Arrange all the entries below as a numbered list, omitting blank lines. Leave the pictures out of your answer.

═══ Records supplied

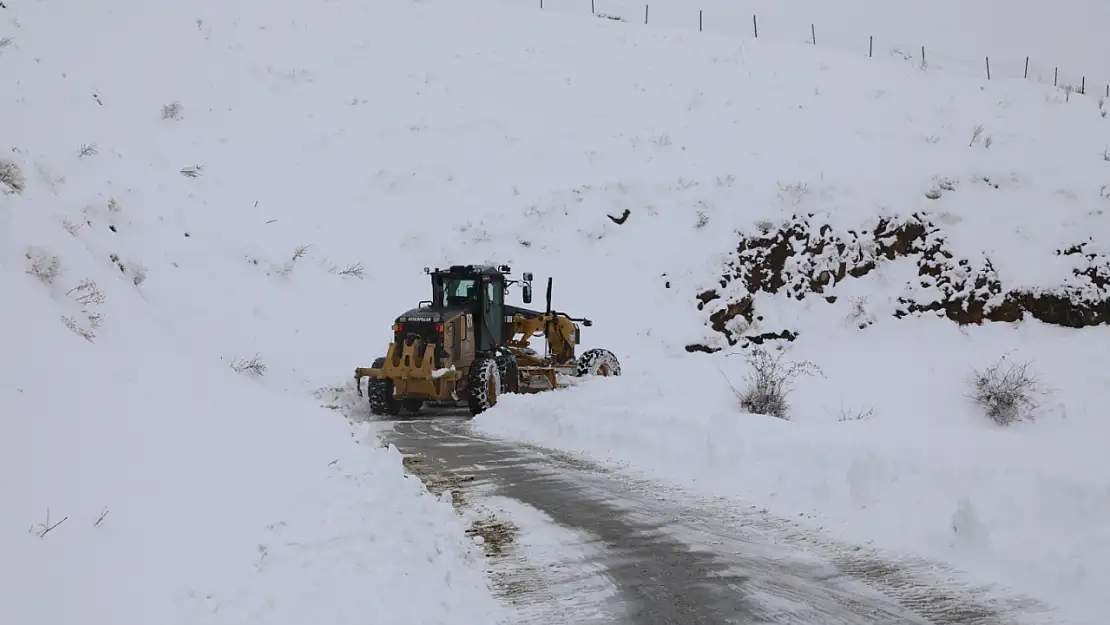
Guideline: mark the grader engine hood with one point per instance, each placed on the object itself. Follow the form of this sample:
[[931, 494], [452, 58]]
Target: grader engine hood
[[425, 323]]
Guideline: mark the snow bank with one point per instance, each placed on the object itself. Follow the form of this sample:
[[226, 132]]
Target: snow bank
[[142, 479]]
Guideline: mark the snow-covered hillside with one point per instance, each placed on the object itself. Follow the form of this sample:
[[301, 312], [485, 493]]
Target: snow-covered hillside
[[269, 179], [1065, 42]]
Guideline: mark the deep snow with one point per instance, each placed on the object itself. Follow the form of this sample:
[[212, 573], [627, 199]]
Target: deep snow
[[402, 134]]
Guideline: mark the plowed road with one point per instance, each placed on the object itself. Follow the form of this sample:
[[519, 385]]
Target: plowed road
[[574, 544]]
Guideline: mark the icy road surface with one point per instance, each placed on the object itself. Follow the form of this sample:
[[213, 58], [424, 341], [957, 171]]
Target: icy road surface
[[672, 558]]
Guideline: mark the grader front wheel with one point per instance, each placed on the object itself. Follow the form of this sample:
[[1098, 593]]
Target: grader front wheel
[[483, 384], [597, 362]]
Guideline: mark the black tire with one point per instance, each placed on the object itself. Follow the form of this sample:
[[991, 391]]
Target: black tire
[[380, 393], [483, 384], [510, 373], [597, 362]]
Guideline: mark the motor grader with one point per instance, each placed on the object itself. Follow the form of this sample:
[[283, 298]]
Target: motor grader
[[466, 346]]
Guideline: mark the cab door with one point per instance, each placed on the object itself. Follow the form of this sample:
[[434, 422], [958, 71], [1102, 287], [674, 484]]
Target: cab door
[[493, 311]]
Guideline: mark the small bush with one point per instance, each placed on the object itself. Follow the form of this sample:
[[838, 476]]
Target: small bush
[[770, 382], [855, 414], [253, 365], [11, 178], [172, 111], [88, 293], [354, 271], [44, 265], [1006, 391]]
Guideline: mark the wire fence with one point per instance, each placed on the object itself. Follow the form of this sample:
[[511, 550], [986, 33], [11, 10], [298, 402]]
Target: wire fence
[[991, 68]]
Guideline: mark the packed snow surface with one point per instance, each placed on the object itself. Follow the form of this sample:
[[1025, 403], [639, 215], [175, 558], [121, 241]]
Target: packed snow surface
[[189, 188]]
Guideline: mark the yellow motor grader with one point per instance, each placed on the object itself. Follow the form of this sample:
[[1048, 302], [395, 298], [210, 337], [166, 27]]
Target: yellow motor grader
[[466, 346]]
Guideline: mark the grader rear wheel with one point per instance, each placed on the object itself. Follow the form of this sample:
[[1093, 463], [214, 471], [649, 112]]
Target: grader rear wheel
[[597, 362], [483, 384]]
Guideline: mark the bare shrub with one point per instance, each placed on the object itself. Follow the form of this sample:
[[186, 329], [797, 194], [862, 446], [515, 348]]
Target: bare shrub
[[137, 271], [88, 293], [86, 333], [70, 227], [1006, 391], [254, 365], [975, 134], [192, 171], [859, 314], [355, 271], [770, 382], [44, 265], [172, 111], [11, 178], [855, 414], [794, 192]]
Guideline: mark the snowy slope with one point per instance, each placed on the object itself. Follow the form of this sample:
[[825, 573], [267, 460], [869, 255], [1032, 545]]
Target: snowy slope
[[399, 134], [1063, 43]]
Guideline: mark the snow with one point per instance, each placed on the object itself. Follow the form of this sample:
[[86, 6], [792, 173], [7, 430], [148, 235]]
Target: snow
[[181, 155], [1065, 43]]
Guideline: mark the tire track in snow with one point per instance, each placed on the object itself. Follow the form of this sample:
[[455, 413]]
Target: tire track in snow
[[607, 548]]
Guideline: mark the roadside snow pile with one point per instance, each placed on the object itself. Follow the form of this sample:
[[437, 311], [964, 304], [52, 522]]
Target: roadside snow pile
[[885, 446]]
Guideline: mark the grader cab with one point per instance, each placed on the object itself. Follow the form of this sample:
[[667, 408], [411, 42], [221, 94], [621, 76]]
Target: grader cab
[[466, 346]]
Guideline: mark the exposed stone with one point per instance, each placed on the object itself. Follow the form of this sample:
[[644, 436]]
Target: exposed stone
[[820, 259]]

══════

▶ [Task output]:
1. Guideline: mark the grader engine hood with one point per instance, each placed on the object itself. Follow the form of this sample:
2. [[931, 494], [452, 58]]
3. Target: grader engine hood
4. [[425, 323]]
5. Guideline: mark the snow bank with one point per instance, each placed on the object itself. Follow the form of this sample:
6. [[226, 132]]
7. Target: snow bank
8. [[142, 479]]
9. Guideline: mark the snow-covered hillside with one point per instance, each placed on the object itself. Follow the form of this sample:
10. [[301, 312], [485, 493]]
11. Target: snow-covered hillside
12. [[269, 179], [1065, 42]]
13. Guideline: mark the deep snow with one point per instance, each placed on the object itself. Follow the form of this sample:
14. [[212, 573], [627, 199]]
15. Target: deep snow
16. [[402, 134]]
17. Guideline: mark the plowed road with one point per instance, each placed on the object itself. Follow the form of this sample:
18. [[519, 385]]
19. Target: plowed road
20. [[574, 544]]
21. Guideline: mark the icy road surface with one point per instance, each placed on the object itself. Follow the form of this sample:
22. [[213, 58], [424, 341], [957, 171]]
23. Target: icy road surface
24. [[672, 558]]
25. Guideline: mark the grader front wheel with one point per instance, each placed on the object itself. Follow the form of this sample:
26. [[1098, 593]]
27. Target: grader front wheel
28. [[483, 384], [597, 362]]
29. Guideline: mark the black tire with one point per instance, each placed on the object itself. Follow the form of this sample:
30. [[991, 391]]
31. Target: black tire
32. [[380, 393], [483, 384], [510, 373], [597, 362]]
33. Guideline: mark the motor grader with one point per instance, each placed on the object itself. Follow the form of this sample:
34. [[283, 298]]
35. Target: motor grader
36. [[466, 346]]
37. Guideline: mark the cab door with one point per instance, each placed on the object itself. Follow the form of this sample:
38. [[434, 422], [958, 71], [1102, 287], [674, 484]]
39. Target: cab door
40. [[493, 311]]
41. Guideline: mark the small bush with one point per instance, each placed on the object itself. Follow the form of this sample:
42. [[838, 476]]
43. Target: small bush
44. [[770, 382], [855, 414], [253, 365], [11, 178], [172, 111], [88, 293], [354, 271], [44, 265], [1006, 391]]
45. Guideline: mark the wire fence with one point per instance, each placed on the object itself. Follow the form of this sample:
46. [[511, 550], [986, 33], [11, 10], [298, 402]]
47. Target: wire fence
48. [[991, 68]]
49. Guideline: mark the packed snow surface with one point per instance, each placed on the object itself. Follow the form of this sample:
50. [[1025, 403], [639, 215], [175, 558], [121, 241]]
51. Target: packed snow surface
52. [[189, 188]]
53. Guideline: mark the yellow motor grader with one point per instance, each placed on the object itself. Follow the form of this sample:
54. [[1048, 302], [395, 298], [210, 337], [166, 27]]
55. Target: yellow motor grader
56. [[466, 346]]
57. Guideline: mark the grader rear wheel with one point per instance, each placed on the object itself. Follow the form of this sample:
58. [[1093, 463], [214, 471], [649, 112]]
59. Target: grader rear wheel
60. [[597, 362], [483, 384]]
61. Guideline: mark the bare shrub with one point per instance, each placed on the object itself. Follow the form of this sample:
62. [[186, 329], [797, 194], [862, 446], [515, 348]]
63. Target: bare shrub
64. [[137, 271], [88, 293], [86, 333], [70, 227], [1006, 391], [254, 365], [975, 134], [192, 171], [859, 314], [355, 271], [770, 382], [44, 265], [172, 111], [11, 178], [855, 414], [794, 192]]
65. Guideline: mark the snowy slope with one point per instance, each placed on the object itself. Follow the form of this sample:
66. [[825, 573], [267, 460], [869, 255], [1032, 545]]
67. Target: snowy slope
68. [[399, 134], [1063, 43]]
69. Guideline: mark the snow with one point per instance, each placed on the object itself. Follow the form of this sample:
70. [[86, 6], [792, 173], [7, 430], [148, 235]]
71. Target: snow
72. [[181, 155], [1065, 43]]
73. Guideline: mark the tire track in snow with one point per instance, each placed on the object itself. Follow the form of this sample:
74. [[455, 413]]
75. Target: tire track in snow
76. [[607, 548]]
77. Guideline: mark the roadside snow pile with one point per instance, each placed on the object itself. Follow the form of this sample:
78. [[437, 311], [964, 304], [52, 522]]
79. Target: roadside snow pile
80. [[885, 446]]
81. Guideline: mark the grader cab with one point per instance, each placed on the object itself. Follow the form of this sample:
82. [[667, 408], [411, 42], [221, 94], [621, 76]]
83. Target: grader cab
84. [[466, 346]]
85. Guideline: mark the exposed stone with one point per instance, each placed on the object itself. Follow the form of this sample:
86. [[644, 436]]
87. Target: exposed stone
88. [[820, 259]]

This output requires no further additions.